Data records section start
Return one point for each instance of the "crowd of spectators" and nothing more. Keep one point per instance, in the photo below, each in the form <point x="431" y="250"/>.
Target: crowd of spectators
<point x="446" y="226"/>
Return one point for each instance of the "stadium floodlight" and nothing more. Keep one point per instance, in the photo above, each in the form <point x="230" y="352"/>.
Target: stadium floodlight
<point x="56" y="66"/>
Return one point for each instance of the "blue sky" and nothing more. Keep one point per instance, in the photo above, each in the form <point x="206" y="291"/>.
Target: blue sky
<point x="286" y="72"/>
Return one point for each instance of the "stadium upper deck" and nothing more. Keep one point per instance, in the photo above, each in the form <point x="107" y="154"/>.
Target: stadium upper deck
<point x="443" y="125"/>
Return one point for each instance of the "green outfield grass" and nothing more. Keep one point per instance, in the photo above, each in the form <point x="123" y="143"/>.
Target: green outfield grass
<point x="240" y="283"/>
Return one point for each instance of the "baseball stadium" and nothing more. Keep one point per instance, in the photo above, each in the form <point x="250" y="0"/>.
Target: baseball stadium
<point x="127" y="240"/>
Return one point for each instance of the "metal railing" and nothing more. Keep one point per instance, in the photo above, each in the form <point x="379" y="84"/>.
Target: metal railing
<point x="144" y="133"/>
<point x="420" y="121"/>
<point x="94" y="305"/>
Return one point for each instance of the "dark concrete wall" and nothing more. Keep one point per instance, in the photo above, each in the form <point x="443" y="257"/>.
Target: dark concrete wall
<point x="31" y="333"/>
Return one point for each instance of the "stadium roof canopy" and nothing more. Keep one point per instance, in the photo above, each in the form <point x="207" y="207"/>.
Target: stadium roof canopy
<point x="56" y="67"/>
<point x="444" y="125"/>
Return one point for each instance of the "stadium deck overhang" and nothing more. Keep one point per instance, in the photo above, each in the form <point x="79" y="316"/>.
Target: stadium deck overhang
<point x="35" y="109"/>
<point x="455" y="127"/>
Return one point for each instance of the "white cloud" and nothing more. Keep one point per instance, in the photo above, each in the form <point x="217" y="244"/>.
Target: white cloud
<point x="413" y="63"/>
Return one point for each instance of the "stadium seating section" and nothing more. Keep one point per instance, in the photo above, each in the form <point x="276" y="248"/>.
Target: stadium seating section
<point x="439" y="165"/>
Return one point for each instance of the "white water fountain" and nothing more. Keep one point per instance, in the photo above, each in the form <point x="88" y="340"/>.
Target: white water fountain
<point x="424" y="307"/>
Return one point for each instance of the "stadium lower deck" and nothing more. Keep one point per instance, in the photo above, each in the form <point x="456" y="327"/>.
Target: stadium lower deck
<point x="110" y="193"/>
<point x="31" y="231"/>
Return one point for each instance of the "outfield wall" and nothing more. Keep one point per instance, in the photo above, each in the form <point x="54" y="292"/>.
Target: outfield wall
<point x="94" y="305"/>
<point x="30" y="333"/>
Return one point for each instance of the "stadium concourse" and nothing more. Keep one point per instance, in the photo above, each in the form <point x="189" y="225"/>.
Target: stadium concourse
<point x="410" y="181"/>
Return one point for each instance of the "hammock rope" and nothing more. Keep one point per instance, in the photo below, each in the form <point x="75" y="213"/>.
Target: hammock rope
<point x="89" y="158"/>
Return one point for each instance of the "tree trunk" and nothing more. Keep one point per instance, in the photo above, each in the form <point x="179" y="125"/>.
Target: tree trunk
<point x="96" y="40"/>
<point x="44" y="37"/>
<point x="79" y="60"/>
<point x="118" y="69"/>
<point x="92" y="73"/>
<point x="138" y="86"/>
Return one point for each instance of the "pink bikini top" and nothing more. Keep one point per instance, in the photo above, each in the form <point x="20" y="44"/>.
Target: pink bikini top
Data records section end
Action item — For the entries shown above, give the number of lines that include the word "pink", without any other text.

Exercise response — 2